(Image point grounding data)

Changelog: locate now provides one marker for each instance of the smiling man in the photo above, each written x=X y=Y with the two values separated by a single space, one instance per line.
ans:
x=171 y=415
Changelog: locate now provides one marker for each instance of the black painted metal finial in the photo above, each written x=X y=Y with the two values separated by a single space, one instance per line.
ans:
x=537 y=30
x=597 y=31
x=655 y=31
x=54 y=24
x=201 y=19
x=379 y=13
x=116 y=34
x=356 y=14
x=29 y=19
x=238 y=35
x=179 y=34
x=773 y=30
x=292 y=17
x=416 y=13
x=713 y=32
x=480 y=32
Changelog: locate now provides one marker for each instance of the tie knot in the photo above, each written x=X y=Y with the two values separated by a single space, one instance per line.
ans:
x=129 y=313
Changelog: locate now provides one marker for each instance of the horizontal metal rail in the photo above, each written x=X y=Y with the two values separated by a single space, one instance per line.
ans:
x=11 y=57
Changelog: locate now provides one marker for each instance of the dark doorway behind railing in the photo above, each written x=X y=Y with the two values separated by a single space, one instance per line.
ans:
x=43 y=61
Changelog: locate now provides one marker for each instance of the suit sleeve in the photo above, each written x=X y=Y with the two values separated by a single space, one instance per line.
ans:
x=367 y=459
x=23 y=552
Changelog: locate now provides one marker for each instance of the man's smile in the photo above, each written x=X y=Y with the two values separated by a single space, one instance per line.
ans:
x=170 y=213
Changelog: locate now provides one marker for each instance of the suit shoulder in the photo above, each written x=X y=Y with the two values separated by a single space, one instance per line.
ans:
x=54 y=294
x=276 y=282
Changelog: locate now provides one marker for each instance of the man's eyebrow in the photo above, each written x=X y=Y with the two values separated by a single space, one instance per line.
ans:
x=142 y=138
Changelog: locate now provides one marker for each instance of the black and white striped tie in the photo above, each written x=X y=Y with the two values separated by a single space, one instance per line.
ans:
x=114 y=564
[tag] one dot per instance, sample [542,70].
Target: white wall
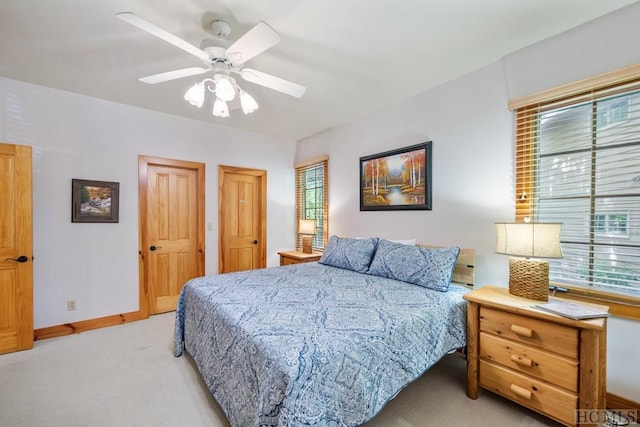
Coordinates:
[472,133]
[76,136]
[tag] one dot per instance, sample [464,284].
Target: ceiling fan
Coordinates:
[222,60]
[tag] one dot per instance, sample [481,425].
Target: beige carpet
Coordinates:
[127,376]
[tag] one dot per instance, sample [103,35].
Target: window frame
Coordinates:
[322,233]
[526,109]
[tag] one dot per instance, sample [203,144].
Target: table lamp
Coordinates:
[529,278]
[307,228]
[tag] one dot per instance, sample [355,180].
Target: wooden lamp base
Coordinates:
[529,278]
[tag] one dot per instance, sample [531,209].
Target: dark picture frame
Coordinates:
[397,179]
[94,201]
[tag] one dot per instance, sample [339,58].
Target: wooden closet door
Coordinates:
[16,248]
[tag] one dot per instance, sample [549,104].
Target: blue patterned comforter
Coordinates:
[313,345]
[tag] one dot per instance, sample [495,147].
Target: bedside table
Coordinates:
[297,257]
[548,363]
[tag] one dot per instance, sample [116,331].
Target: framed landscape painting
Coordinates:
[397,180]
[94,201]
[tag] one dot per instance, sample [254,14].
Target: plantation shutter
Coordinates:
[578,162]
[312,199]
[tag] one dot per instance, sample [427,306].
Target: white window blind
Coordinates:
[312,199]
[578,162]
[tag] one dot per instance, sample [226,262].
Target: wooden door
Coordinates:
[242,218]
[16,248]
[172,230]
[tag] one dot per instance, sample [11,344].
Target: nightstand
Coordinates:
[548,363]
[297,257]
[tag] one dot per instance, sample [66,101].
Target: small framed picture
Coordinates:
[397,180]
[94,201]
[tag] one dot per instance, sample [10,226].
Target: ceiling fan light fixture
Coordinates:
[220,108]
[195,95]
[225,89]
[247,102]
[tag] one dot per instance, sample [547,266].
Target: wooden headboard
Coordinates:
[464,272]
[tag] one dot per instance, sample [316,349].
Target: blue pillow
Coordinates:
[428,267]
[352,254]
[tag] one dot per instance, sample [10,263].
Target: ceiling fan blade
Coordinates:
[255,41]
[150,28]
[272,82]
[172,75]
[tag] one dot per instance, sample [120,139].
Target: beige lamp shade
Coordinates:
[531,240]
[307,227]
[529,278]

...

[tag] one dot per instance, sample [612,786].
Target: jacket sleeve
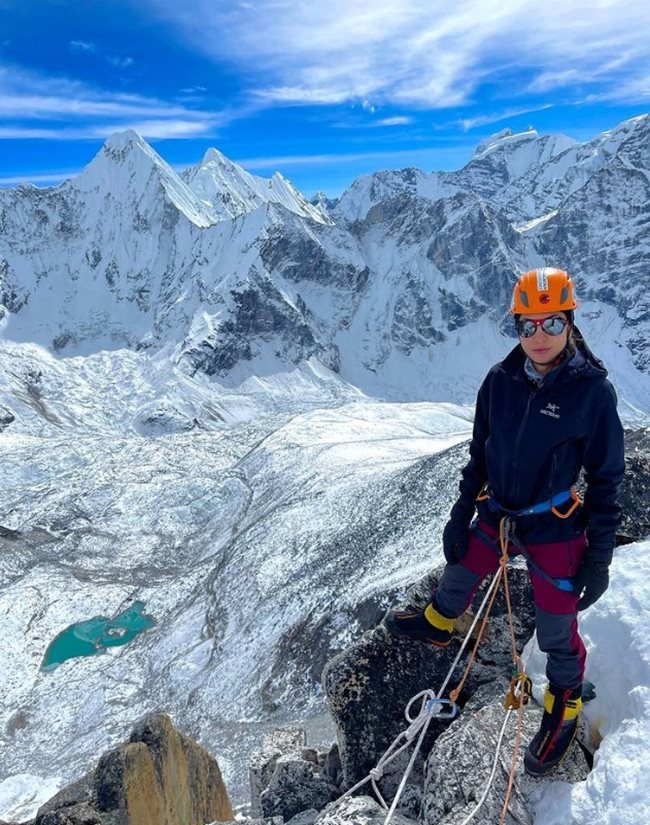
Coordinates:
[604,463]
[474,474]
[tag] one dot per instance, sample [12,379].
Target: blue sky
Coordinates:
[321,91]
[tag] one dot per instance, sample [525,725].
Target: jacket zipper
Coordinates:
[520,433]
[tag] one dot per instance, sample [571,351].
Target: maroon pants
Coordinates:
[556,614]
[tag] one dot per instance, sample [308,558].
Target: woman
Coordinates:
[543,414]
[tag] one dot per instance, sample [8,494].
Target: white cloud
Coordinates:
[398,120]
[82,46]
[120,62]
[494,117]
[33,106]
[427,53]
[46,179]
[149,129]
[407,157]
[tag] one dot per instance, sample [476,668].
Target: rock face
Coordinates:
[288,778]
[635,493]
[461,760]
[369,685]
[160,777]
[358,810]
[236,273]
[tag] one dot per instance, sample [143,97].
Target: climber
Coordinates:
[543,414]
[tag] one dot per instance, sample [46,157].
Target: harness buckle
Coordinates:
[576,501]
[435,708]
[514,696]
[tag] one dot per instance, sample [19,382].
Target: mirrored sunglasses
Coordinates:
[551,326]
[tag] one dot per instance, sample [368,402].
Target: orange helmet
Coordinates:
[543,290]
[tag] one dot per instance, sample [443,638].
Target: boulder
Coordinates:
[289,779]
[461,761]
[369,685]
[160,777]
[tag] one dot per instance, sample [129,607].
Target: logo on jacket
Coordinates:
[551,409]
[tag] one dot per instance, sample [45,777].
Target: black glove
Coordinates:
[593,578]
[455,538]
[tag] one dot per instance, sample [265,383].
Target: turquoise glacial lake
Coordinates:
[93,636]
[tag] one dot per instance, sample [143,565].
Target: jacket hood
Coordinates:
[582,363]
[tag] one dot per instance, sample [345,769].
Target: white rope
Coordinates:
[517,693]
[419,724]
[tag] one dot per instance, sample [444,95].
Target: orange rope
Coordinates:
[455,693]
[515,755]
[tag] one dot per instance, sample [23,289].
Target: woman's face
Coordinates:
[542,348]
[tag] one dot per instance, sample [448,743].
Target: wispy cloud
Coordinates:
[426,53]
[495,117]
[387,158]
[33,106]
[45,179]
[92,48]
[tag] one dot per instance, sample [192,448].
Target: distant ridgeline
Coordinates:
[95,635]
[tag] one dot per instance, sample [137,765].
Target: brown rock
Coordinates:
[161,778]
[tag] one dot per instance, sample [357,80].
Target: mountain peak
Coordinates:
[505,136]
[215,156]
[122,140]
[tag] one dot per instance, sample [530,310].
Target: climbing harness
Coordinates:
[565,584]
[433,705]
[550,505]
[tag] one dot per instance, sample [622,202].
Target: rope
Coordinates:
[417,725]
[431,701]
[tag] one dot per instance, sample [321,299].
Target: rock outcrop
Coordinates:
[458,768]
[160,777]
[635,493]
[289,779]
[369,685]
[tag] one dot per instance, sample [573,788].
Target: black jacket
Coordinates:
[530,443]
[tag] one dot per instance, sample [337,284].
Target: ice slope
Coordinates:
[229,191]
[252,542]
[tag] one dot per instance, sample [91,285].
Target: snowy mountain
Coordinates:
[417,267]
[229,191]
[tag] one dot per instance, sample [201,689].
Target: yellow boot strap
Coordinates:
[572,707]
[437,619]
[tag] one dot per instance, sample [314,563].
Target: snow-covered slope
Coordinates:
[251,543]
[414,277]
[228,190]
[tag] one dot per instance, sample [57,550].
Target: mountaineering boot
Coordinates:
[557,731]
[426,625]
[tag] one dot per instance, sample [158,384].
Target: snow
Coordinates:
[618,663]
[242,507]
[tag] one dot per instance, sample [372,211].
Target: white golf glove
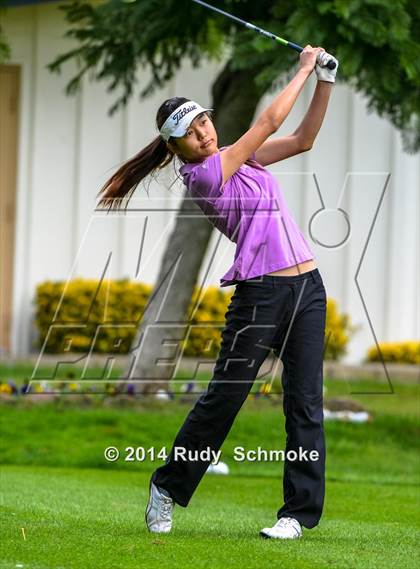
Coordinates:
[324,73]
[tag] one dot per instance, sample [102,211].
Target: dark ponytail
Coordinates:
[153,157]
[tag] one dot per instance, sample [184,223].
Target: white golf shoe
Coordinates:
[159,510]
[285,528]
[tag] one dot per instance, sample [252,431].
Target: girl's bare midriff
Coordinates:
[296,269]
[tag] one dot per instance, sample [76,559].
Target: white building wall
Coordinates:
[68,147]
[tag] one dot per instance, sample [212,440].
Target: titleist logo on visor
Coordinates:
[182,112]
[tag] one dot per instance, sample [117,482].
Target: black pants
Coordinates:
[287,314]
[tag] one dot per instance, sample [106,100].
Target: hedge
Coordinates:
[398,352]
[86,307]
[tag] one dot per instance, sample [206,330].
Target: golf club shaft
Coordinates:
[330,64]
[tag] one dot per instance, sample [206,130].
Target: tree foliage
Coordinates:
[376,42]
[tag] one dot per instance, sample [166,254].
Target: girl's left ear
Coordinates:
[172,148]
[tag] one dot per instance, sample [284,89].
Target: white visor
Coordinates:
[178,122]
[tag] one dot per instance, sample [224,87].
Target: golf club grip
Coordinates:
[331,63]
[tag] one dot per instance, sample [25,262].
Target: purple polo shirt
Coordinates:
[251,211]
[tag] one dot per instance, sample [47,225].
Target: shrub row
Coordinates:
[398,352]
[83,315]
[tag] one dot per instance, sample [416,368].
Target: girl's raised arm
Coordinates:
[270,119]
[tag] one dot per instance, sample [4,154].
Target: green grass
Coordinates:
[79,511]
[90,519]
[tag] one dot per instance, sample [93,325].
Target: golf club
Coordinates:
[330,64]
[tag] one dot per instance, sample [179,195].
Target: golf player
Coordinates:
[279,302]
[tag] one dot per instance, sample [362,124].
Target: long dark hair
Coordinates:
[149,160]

:: PROBLEM DESCRIPTION ::
Every line above that contains the word "orange" should be reported.

:: PROBLEM SOLUTION ::
Target: orange helmet
Target: orange rope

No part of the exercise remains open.